Saved entries
Segment Open
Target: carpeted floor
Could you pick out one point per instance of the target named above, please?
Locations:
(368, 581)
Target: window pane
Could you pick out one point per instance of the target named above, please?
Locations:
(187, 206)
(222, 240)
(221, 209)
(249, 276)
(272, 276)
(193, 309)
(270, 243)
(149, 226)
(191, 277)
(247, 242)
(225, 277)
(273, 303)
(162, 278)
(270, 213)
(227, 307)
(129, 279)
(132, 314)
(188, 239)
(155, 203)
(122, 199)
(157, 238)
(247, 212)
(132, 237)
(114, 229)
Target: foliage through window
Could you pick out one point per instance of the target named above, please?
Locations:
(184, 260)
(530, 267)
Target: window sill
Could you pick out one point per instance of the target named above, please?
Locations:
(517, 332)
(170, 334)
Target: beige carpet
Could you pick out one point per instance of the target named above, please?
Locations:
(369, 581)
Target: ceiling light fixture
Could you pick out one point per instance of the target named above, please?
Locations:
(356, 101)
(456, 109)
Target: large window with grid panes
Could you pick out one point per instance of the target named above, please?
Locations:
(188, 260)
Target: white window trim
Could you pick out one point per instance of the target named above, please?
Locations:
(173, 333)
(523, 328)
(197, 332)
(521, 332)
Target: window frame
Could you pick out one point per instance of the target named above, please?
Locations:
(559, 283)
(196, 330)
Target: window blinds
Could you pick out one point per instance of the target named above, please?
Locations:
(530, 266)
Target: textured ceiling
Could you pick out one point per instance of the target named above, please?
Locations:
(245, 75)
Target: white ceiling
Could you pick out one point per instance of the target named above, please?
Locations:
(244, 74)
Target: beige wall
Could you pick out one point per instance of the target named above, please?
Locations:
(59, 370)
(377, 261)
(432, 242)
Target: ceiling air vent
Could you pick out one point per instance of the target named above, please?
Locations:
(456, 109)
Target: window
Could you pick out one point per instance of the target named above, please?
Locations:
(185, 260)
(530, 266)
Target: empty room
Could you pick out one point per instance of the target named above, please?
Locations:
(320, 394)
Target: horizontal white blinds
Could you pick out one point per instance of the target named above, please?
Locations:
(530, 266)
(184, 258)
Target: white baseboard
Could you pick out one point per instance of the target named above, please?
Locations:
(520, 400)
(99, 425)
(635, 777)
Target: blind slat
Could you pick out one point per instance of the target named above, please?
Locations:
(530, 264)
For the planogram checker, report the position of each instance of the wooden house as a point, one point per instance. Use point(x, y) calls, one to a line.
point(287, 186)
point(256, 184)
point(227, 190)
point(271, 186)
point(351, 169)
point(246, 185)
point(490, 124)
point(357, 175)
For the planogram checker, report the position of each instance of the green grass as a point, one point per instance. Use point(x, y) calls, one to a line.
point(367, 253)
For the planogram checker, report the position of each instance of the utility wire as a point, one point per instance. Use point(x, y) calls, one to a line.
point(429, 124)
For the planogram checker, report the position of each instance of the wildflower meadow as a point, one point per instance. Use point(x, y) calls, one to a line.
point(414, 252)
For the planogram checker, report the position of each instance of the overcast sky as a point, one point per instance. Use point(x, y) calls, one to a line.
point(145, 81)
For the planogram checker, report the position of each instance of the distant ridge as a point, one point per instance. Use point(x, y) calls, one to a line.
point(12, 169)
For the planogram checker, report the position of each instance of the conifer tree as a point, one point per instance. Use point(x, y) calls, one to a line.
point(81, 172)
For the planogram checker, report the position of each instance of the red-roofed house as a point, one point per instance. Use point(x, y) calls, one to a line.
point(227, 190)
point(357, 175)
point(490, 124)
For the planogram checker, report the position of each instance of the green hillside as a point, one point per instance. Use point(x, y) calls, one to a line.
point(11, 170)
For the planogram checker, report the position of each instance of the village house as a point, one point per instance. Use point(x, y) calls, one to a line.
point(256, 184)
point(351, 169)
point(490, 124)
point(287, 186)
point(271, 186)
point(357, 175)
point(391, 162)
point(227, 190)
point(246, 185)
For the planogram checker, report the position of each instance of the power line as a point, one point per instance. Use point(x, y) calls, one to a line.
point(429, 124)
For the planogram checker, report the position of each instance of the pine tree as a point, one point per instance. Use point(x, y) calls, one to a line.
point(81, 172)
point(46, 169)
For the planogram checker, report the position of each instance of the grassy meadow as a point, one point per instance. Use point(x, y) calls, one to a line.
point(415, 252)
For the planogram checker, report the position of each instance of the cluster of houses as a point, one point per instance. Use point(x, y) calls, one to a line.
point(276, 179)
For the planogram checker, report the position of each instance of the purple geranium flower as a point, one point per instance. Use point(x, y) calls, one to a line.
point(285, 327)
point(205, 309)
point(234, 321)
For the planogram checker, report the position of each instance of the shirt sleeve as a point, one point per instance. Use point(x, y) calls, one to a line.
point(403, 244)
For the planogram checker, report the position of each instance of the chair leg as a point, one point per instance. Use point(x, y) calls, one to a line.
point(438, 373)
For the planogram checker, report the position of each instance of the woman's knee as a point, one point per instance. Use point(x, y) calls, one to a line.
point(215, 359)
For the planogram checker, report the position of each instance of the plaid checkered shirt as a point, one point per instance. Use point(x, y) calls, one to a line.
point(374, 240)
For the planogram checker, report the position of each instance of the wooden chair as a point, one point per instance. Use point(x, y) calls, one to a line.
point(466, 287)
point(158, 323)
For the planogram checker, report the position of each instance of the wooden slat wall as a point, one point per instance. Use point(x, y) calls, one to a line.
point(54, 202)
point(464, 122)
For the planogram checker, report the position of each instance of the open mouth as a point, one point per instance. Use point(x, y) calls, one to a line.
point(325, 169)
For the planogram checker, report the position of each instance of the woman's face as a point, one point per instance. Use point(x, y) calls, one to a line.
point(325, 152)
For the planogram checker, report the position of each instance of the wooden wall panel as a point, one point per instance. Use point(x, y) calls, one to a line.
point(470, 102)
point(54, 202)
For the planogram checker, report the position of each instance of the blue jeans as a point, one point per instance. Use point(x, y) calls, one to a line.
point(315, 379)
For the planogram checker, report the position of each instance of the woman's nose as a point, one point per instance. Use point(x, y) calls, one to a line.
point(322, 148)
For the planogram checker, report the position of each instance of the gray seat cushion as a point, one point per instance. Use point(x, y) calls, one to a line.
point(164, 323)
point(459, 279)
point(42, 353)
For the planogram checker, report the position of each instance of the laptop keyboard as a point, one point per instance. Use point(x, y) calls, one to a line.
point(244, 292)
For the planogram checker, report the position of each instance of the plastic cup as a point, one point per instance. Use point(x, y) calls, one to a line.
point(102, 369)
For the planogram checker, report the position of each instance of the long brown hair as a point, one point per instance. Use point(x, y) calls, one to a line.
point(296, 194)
Segment Closed
• **WHAT YOU WILL DO**: Copy exactly, please, the span of lines that begins at the line with "the wooden slat" and ends at the last line of the data, both included.

• **SOLUTION FOR THIS PROBLEM**:
For the planogram checker, report the position of each instance of the wooden slat wall as a point, one point per instance. Use point(x, y) calls, one to a line.
point(54, 202)
point(464, 122)
For the planogram checker, report the position of each instance of the open mouth as a point, one point per instance. Use point(x, y) calls, one to a line.
point(325, 169)
For the planogram checker, report the position of each instance of the woman's face as a point, one point per instance. Use point(x, y) calls, one to a line.
point(325, 152)
For the planogram checker, report the position of each instance of the wooden wall panel as a point, one point per instance. Use point(x, y) calls, one to a line.
point(470, 102)
point(54, 202)
For the planogram checker, report the position of each instance of the blue jeans as a point, one point per instance. Use point(x, y) calls, one to a line.
point(315, 379)
For the planogram checker, report the position of each instance of the woman's nose as a point, one point per instance. Use point(x, y) calls, one to a line.
point(322, 148)
For the planogram checker, report the position of each instance of the gray seat cushion as a point, one point per instance. Use point(x, y) calls, one to a line.
point(164, 323)
point(459, 279)
point(42, 353)
For the planogram checker, report the position of each instance of the laptop keyboard as a point, one point per instance. Use point(x, y) calls, one to a line.
point(244, 292)
For the planogram checker, report the position of each instance of the plastic cup as a point, one point per instance. Use point(x, y) calls, one to a line.
point(102, 369)
For the planogram checker, report the position of each instance of the long brown hair as a point, one point per instance. Use point(x, y) calls, one to a line.
point(296, 194)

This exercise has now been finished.